** Prompt **
Starting from the line that contains "Can you find the tower window?", output every remaining line of the records below exactly as it appears, that line and the last one included.

Collection entries
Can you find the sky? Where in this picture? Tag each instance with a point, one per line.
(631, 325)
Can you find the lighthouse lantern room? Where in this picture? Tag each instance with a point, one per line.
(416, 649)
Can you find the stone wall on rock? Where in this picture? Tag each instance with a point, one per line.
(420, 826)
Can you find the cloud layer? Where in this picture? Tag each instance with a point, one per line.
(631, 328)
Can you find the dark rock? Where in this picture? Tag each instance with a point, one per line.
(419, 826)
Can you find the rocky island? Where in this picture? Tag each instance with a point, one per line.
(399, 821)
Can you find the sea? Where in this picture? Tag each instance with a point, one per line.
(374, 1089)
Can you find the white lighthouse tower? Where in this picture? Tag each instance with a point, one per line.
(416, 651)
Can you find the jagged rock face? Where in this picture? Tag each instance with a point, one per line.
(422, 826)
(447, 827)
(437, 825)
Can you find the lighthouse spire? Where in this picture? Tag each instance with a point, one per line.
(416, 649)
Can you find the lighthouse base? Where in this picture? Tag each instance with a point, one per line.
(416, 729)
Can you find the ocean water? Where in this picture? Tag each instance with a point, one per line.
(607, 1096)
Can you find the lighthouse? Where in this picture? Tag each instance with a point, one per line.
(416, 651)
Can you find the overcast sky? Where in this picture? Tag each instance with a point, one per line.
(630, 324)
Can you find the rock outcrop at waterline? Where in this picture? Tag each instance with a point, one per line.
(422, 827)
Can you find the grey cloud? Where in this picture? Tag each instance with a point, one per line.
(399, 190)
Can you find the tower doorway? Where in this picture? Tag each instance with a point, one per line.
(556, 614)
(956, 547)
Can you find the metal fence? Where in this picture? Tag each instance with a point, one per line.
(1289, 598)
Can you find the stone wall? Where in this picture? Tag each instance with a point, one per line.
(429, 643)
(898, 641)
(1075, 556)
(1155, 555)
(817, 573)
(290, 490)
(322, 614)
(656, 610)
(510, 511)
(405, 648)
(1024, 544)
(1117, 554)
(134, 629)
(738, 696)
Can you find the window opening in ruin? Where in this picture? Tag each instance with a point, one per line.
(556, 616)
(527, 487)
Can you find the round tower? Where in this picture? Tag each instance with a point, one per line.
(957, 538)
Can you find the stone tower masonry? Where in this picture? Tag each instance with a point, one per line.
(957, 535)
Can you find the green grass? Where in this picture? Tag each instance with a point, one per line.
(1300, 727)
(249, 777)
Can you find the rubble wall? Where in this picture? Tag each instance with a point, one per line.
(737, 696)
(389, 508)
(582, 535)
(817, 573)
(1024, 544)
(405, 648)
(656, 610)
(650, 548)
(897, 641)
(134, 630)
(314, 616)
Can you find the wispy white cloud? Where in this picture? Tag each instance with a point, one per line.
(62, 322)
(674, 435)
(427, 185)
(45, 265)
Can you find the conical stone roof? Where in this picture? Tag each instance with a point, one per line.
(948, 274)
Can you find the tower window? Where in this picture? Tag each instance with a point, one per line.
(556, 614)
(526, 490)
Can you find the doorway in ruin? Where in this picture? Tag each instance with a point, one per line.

** Result below **
Can you find the tower window? Where in this picture? Tag each instance with a point, one per line.
(556, 614)
(526, 490)
Can you find the doorway in ruin? Where in this picture? Tag each instance with a point, one per line.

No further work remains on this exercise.